_Exercise aim_
Using the records below, find how many lines hold the word "positive" and reply with only that number.

(Stored records)
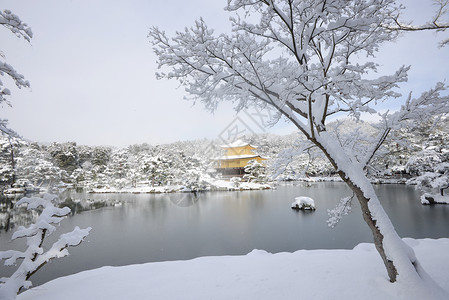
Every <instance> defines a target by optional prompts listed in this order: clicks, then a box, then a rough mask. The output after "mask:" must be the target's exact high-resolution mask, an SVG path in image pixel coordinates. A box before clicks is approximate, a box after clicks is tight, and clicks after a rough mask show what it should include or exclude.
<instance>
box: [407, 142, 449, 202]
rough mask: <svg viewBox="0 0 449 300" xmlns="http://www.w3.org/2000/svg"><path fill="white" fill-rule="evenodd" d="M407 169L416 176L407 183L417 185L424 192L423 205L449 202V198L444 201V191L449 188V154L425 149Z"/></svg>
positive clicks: (413, 161) (414, 159)
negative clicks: (415, 176)
mask: <svg viewBox="0 0 449 300" xmlns="http://www.w3.org/2000/svg"><path fill="white" fill-rule="evenodd" d="M406 167H407V170H408V172H409V173H411V174H412V175H414V176H416V177H414V178H412V179H410V180H408V182H407V183H408V184H415V185H416V186H417V188H418V189H420V190H422V191H423V192H424V194H423V195H422V197H421V203H423V204H430V203H435V202H436V203H438V202H443V203H447V202H449V201H448V200H449V197H446V199H443V197H444V190H445V189H448V188H449V153H442V152H438V151H436V150H435V149H425V150H423V151H420V152H418V153H417V154H415V155H413V156H412V157H411V158H410V159H409V161H408V162H407V165H406ZM435 191H436V192H435ZM440 196H441V197H440Z"/></svg>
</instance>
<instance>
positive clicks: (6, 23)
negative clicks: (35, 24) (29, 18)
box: [0, 9, 33, 42]
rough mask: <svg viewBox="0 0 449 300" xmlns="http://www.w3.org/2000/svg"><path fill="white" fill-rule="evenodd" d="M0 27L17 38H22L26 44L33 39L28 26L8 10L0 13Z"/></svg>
mask: <svg viewBox="0 0 449 300" xmlns="http://www.w3.org/2000/svg"><path fill="white" fill-rule="evenodd" d="M0 25H2V26H3V27H5V28H7V29H9V30H10V31H11V32H12V33H14V34H15V35H16V36H17V37H23V38H24V39H25V40H26V41H28V42H30V41H31V38H32V37H33V32H32V31H31V28H30V27H29V26H28V24H26V23H24V22H23V21H22V20H20V18H19V17H18V16H16V15H15V14H13V13H12V12H11V11H10V10H7V9H5V10H3V11H0Z"/></svg>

_Exercise response_
2